■ WRITTEN TASK A
Gather every line of the records that contains the word "hillside".

■ DOCUMENT EXTRACT

The problem, the solution, the problem, the solution, etc….

The problem back in the 1970s and early 1980s was the telephone monopoly.  Moore’s law bypassed the analog access bottleneck with cheap processing and local transport.  Consumers and then enterprises and institutions began to buy and link the PCs together to communicate, share files and resources.   Things got exciting when we began to multitask in 1987, and then by 1994 any PC provided access to information pretty much anywhere.  During the 1990s and well into the next decade, Web 1.0 was just a 1.2-way store and forward database lookup platform.  It was early cloud computing, sort of, but no-one had high-speed access.  It was so bad in 1998 when I went independent, that I had 25x more dedicated bandwidth than my former colleagues at bulge-bracket Wall Street firms.  That’s why we had the bust.  Web 1.0 was narrow-band, not broadband, and certainly not 2-way.  Wireless was just beginning to wake up to data, even though Jeff Bezos had everyone believing they would be ordering books through their phones in 2000.

Two things happened in the 2000s.  First, high speed bandwidth became ubiquitous.  I remember raising capital for The Feedroom, a leading video ASP, in 2003 and we were still watching high-speed access penetration reaching the 40% “tipping point.”.  Second the IP stack grew from being a 4 layer model to something more robust.  We built CDNs.  We built border controllers that enabled Skype VoIP traffic to transit foreign networks “for free.”  We built security.  HTML, browsers and web frontends grew to support multimedia.  By the second half of the decade, Web 2.0 became 1.7-way and true “cloud” services began to develop.  Web 2.0 is still not fully developed as there are still a lot of technical and pricing controls and “lubricants” missing for true 2-way synchronous high-definition communications; more about that in future Spectrals.

The New “Hidden Problem”

Unfortunately, over that time the underlying service provider market of 5-6 competitive service providers (wired, wireless, cable) consolidated down to an oligopoly in most markets.  Wherever competition dropped to 3 or fewer providers bandwidth pricing stopped falling 40-70% like it should have and only fell 5-15% per annum.  Yet technology prices at the edge and core (Moore’s Law) kept on falling 50%+ every 12-18 months.  Today, the price differential between “retail” and “underlying economic” cost per bit is the widest it has been since 1984.

■ WRITTEN TASK B
Please list each thing that the passage on bandwidth and the web says "we built".

■ EXERCISE DATA
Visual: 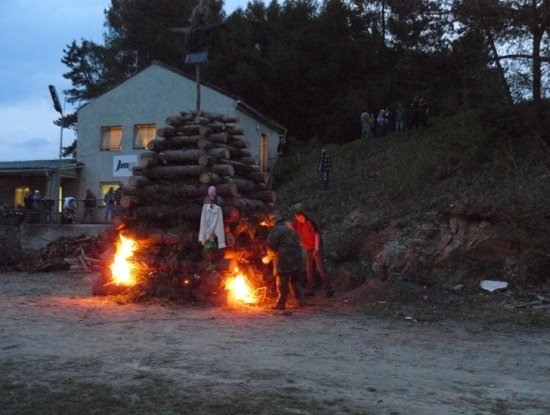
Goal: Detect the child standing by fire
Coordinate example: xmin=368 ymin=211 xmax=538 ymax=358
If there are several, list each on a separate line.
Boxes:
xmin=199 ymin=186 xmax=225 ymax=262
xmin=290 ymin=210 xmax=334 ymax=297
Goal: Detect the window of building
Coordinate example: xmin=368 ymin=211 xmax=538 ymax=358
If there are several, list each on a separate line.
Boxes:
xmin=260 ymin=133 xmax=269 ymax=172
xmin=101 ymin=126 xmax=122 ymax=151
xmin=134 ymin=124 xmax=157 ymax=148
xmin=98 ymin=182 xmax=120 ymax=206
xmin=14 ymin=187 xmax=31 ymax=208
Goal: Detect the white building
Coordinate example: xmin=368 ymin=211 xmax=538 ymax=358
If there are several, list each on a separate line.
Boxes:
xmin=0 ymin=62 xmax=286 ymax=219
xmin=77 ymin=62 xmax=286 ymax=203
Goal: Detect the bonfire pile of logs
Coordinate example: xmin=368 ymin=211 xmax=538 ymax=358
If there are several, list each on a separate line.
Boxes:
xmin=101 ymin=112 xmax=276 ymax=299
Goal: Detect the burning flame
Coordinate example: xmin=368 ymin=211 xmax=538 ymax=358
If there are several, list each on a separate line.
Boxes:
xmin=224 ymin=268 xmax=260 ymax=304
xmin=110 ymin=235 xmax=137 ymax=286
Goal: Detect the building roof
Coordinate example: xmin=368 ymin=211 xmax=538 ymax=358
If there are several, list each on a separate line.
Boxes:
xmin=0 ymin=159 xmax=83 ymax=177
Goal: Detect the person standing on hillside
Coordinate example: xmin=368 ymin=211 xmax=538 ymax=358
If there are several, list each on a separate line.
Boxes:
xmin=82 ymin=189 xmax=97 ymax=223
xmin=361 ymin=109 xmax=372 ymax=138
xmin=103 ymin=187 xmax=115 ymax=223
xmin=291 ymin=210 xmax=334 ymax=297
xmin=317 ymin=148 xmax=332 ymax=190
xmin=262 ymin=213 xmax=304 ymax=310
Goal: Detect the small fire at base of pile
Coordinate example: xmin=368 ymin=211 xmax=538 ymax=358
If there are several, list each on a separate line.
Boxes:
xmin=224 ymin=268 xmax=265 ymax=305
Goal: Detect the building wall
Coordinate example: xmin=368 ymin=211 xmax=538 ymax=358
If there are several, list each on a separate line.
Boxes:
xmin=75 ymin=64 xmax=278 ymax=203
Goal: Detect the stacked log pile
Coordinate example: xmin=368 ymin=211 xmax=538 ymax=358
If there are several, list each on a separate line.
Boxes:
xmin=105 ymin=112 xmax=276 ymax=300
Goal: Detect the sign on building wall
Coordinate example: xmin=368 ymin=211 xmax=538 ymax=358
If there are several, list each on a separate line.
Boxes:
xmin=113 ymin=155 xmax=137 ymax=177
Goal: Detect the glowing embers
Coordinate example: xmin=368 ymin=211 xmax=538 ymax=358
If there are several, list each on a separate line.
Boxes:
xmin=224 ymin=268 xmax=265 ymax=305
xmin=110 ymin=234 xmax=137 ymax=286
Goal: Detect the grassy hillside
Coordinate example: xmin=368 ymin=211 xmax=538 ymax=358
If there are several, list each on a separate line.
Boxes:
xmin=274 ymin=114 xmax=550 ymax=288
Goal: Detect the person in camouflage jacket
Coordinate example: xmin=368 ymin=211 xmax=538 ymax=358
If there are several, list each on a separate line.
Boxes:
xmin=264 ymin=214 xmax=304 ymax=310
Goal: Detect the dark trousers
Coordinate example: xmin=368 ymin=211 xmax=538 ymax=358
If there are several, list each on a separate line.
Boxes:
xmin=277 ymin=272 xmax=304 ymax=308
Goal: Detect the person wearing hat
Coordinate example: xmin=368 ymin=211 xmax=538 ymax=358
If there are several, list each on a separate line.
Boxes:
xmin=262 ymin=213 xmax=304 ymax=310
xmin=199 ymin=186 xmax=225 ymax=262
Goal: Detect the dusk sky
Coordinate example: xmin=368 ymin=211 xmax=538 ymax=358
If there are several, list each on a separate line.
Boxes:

■ SOLUTION A
Goal: Detect the person standing on hillside
Goal: Detect the grassy hillside

■ SOLUTION B
- CDNs
- border controllers that enabled Skype VoIP traffic to transit foreign networks "for free"
- security